— Work to complete —
Copy out the lines of the data below, from the line containing "Mark one point on each instance of the bush" through the line containing "Mark one point on each instance of the calm", inclusive.

— Records to process —
......
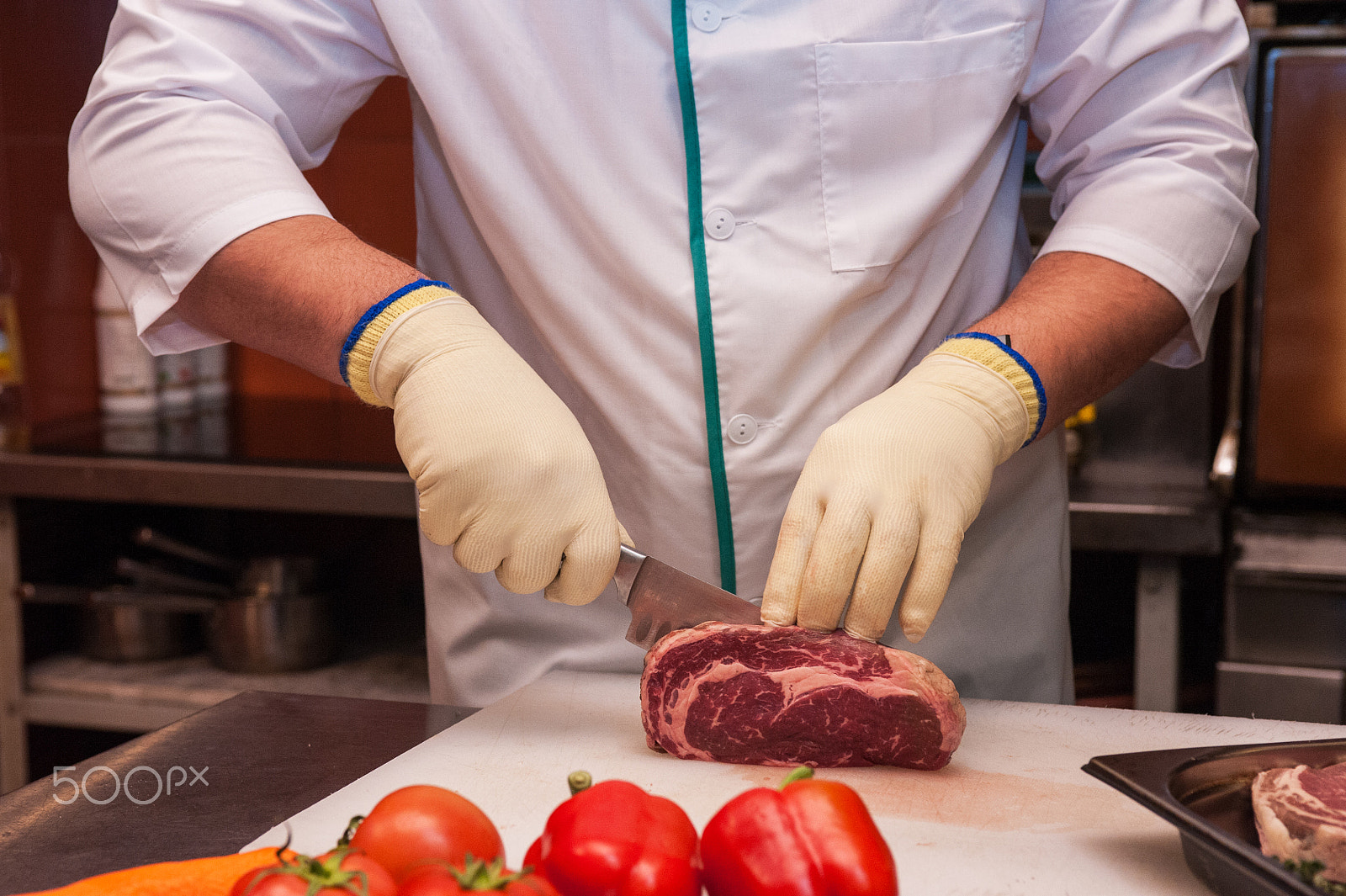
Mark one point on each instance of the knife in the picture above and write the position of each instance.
......
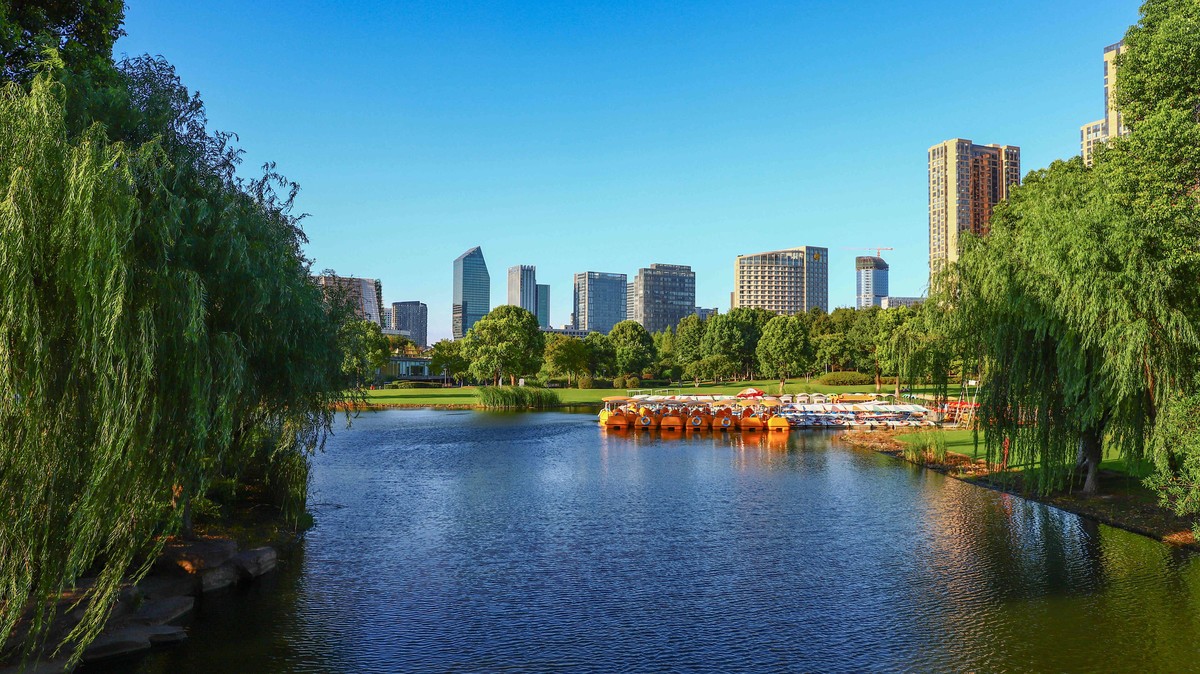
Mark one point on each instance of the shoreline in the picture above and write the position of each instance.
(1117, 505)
......
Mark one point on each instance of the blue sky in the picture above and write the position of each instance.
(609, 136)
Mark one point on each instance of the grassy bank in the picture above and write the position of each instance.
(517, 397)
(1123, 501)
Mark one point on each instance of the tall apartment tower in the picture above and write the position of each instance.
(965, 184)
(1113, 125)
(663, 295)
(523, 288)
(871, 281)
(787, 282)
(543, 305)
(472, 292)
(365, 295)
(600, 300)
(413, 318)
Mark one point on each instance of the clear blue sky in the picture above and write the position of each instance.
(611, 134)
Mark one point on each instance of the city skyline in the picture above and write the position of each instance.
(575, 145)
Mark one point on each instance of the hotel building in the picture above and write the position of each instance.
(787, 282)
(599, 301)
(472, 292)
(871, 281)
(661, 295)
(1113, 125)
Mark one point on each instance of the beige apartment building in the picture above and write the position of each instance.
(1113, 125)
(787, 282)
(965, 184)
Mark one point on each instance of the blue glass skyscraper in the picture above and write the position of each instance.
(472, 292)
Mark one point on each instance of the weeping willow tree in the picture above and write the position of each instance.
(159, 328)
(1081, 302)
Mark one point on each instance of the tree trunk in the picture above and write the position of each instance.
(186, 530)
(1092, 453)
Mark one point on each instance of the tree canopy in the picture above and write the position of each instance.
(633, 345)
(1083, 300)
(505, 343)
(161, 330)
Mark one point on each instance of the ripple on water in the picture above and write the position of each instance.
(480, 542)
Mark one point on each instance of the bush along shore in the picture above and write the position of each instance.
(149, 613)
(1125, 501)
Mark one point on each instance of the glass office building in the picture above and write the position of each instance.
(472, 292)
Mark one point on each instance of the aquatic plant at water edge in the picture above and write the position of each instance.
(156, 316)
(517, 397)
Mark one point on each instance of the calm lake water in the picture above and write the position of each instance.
......
— The solution —
Mark one point on each instance of the bush along shore in the picture above and write the position of each instance.
(149, 613)
(1125, 501)
Mark one point on each instance of the glass office building in the picture above and write the position of each instance.
(472, 292)
Mark one point on each instance of the aquatic plant at water edge in the picture above and write the position of each instance.
(156, 316)
(517, 397)
Mark one point on each instance of the calm lake water in the picture above and write the position of each instance.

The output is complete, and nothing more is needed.